> [What is expected] Please copy out all of the material below, line for line, without changing anything.

Stored data
——

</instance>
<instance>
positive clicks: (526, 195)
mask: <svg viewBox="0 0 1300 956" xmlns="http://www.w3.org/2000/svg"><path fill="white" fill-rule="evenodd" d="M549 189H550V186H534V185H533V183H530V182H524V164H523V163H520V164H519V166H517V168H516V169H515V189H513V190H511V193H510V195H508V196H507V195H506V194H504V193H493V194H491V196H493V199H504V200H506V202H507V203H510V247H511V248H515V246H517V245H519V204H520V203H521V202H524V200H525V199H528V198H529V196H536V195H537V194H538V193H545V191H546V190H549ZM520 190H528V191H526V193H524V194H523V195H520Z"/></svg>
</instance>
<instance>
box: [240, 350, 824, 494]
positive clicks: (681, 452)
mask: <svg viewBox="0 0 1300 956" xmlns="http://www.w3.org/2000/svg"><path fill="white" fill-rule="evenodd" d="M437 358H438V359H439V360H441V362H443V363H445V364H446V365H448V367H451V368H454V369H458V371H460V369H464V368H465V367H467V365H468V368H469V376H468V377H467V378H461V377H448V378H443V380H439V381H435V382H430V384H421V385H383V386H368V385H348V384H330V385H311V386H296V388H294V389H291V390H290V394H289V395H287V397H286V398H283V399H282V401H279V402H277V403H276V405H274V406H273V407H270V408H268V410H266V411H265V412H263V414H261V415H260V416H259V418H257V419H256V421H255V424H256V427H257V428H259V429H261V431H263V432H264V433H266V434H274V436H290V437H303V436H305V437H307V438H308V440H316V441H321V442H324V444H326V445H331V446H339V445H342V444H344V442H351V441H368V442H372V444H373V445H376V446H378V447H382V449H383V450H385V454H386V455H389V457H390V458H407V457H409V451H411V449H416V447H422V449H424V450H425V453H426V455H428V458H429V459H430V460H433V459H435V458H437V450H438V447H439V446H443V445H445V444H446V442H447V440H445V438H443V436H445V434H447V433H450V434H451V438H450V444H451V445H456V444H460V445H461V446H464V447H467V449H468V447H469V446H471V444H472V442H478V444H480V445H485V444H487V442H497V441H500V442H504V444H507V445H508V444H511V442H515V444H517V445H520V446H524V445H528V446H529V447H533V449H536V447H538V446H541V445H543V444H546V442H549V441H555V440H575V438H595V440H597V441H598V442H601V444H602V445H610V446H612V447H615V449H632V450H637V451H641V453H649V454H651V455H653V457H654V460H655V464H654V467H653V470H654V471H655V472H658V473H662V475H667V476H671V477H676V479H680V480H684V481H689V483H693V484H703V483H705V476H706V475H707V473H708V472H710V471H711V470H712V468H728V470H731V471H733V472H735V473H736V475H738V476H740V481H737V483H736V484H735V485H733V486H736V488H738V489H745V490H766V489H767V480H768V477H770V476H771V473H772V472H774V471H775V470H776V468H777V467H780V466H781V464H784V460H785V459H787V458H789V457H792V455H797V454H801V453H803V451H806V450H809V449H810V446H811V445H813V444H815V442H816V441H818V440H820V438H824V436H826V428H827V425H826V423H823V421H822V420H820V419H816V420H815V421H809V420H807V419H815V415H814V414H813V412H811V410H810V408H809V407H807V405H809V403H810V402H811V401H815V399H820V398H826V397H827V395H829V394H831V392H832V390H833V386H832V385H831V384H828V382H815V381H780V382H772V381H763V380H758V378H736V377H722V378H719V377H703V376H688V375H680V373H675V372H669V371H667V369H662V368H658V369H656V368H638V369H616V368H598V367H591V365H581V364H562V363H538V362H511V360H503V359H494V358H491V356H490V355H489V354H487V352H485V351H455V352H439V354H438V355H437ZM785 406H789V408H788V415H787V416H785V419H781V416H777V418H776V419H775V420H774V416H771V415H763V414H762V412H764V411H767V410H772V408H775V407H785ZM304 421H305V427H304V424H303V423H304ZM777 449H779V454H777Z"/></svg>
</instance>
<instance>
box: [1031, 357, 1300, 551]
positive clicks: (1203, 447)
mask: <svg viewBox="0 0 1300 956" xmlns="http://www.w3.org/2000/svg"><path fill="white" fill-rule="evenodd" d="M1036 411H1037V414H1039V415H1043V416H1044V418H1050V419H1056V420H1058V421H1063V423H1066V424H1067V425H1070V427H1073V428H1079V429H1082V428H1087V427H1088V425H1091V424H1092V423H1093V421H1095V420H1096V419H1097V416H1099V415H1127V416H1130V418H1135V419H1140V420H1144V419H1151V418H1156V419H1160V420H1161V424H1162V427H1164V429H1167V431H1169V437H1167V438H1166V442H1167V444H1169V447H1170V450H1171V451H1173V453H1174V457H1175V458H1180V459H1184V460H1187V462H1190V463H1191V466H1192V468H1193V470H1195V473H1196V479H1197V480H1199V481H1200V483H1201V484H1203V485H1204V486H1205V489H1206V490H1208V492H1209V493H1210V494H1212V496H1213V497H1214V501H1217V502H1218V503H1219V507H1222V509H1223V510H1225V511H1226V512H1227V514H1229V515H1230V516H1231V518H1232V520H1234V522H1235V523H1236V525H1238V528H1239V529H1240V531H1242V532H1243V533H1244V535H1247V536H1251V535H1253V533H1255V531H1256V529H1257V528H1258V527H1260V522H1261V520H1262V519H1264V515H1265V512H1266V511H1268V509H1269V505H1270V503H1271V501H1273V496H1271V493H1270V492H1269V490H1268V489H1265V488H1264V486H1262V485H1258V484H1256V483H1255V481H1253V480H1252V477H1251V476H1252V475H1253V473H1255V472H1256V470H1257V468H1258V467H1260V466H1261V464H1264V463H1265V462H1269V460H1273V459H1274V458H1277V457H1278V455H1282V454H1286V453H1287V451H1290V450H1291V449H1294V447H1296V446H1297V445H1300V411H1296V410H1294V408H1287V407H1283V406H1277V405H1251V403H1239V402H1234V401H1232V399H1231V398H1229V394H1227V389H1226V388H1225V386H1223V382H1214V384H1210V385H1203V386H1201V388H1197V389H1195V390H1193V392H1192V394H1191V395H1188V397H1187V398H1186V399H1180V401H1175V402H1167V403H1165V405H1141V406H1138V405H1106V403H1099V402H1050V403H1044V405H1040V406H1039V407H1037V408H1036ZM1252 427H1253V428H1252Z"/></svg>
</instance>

——

> [Task answer]
</instance>
<instance>
positive clicks: (526, 195)
mask: <svg viewBox="0 0 1300 956" xmlns="http://www.w3.org/2000/svg"><path fill="white" fill-rule="evenodd" d="M549 189H550V186H534V185H533V183H530V182H524V164H523V163H520V164H519V166H517V168H516V169H515V189H513V190H511V193H510V195H508V196H507V195H506V194H504V193H493V194H491V196H493V199H504V200H506V202H507V203H510V247H511V248H515V246H517V245H519V204H520V203H521V202H524V200H525V199H528V198H529V196H536V195H537V194H538V193H545V191H546V190H549ZM520 190H528V191H526V193H524V194H523V195H520Z"/></svg>
</instance>
<instance>
box: [240, 350, 824, 494]
positive clicks: (681, 452)
mask: <svg viewBox="0 0 1300 956" xmlns="http://www.w3.org/2000/svg"><path fill="white" fill-rule="evenodd" d="M437 358H438V359H439V360H441V362H443V363H445V364H446V365H448V367H451V368H454V369H458V371H460V369H464V368H465V367H467V365H468V368H469V376H468V377H467V378H461V377H448V378H443V380H439V381H435V382H430V384H421V385H383V386H368V385H348V384H330V385H311V386H296V388H294V389H291V390H290V394H289V395H287V397H286V398H283V399H282V401H279V402H277V403H276V405H274V406H273V407H270V408H268V410H266V411H265V412H263V414H261V415H260V416H259V418H257V419H256V421H255V424H256V427H257V428H259V429H261V431H263V432H264V433H266V434H274V436H290V437H303V436H305V437H307V438H308V440H316V441H321V442H324V444H326V445H331V446H339V445H342V444H344V442H351V441H368V442H372V444H373V445H376V446H378V447H382V449H383V450H385V454H386V455H389V457H390V458H407V457H409V451H411V449H416V447H422V449H424V450H425V453H426V455H428V458H429V459H430V460H433V459H435V458H437V450H438V447H439V446H443V445H445V444H446V442H447V440H445V438H443V436H445V434H447V433H450V434H451V438H450V444H451V445H456V444H460V445H461V446H464V447H467V449H468V447H469V446H471V444H472V442H478V444H480V445H485V444H487V442H497V441H500V442H504V444H507V445H508V444H511V442H515V444H517V445H520V446H524V445H528V446H529V447H533V449H536V447H538V446H541V445H543V444H546V442H549V441H555V440H575V438H595V440H597V441H598V442H601V444H602V445H610V446H612V447H615V449H632V450H637V451H641V453H649V454H651V455H653V457H654V460H655V464H654V467H653V470H654V471H655V472H658V473H662V475H667V476H671V477H676V479H680V480H684V481H689V483H693V484H703V483H705V476H706V475H707V473H708V472H710V471H711V470H712V468H728V470H731V471H733V472H735V473H736V475H738V476H740V481H737V483H736V484H735V485H733V486H736V488H738V489H745V490H766V489H767V480H768V477H770V476H771V473H772V472H774V471H775V470H776V468H777V467H780V466H781V464H784V460H785V459H787V458H789V457H792V455H797V454H801V453H803V451H806V450H809V449H810V446H811V445H813V444H815V442H816V441H818V440H820V438H824V436H826V428H827V425H826V423H823V421H822V420H820V419H816V420H815V421H809V420H807V419H815V415H814V414H813V412H811V410H810V408H809V407H807V405H809V403H810V402H811V401H815V399H820V398H826V397H827V395H829V394H831V392H832V390H833V386H832V385H831V384H828V382H815V381H780V382H772V381H763V380H758V378H736V377H722V378H719V377H703V376H688V375H680V373H675V372H669V371H667V369H662V368H658V369H656V368H638V369H616V368H598V367H591V365H581V364H562V363H538V362H511V360H503V359H494V358H491V356H490V355H489V354H487V352H485V351H455V352H439V354H438V355H437ZM785 406H789V408H788V415H787V416H785V419H781V416H777V418H776V419H775V420H774V416H771V415H763V414H762V412H764V411H767V410H772V408H775V407H785ZM304 421H305V427H304V424H303V423H304ZM777 449H779V454H777Z"/></svg>
</instance>
<instance>
box: [1031, 357, 1300, 551]
positive clicks: (1203, 447)
mask: <svg viewBox="0 0 1300 956" xmlns="http://www.w3.org/2000/svg"><path fill="white" fill-rule="evenodd" d="M1036 411H1037V414H1039V415H1043V416H1044V418H1050V419H1056V420H1058V421H1063V423H1066V424H1067V425H1070V427H1073V428H1079V429H1082V428H1087V427H1088V425H1091V424H1092V423H1093V421H1095V420H1096V419H1097V416H1099V415H1127V416H1130V418H1135V419H1140V420H1144V419H1151V418H1156V419H1160V420H1161V424H1162V427H1164V429H1167V431H1169V437H1167V438H1166V442H1167V444H1169V447H1170V450H1171V451H1173V453H1174V457H1175V458H1180V459H1184V460H1187V462H1190V463H1191V466H1192V468H1193V470H1195V473H1196V479H1197V480H1199V481H1200V483H1201V484H1203V485H1204V486H1205V489H1206V490H1208V492H1209V493H1210V494H1212V496H1213V497H1214V501H1217V502H1218V503H1219V507H1222V509H1223V510H1225V511H1226V512H1227V514H1229V515H1230V516H1231V518H1232V520H1234V522H1235V523H1236V525H1238V528H1239V529H1240V531H1242V532H1243V533H1244V535H1247V536H1251V535H1253V533H1255V531H1256V529H1257V528H1258V527H1260V522H1261V520H1262V519H1264V515H1265V512H1266V511H1268V509H1269V505H1270V503H1271V501H1273V496H1271V493H1270V492H1269V490H1268V489H1265V488H1264V486H1262V485H1258V484H1256V483H1255V481H1253V480H1252V477H1251V476H1252V475H1253V473H1255V472H1256V470H1257V468H1258V467H1260V466H1261V464H1264V463H1265V462H1269V460H1273V459H1274V458H1277V457H1278V455H1282V454H1286V453H1287V451H1290V450H1291V449H1294V447H1296V446H1297V445H1300V411H1296V410H1294V408H1287V407H1283V406H1277V405H1251V403H1239V402H1234V401H1232V399H1231V398H1229V394H1227V389H1226V388H1225V386H1223V382H1214V384H1210V385H1203V386H1201V388H1197V389H1195V390H1193V392H1192V394H1191V395H1188V397H1187V398H1186V399H1180V401H1175V402H1167V403H1165V405H1141V406H1138V405H1106V403H1099V402H1050V403H1044V405H1040V406H1039V407H1037V408H1036ZM1252 427H1253V428H1252Z"/></svg>
</instance>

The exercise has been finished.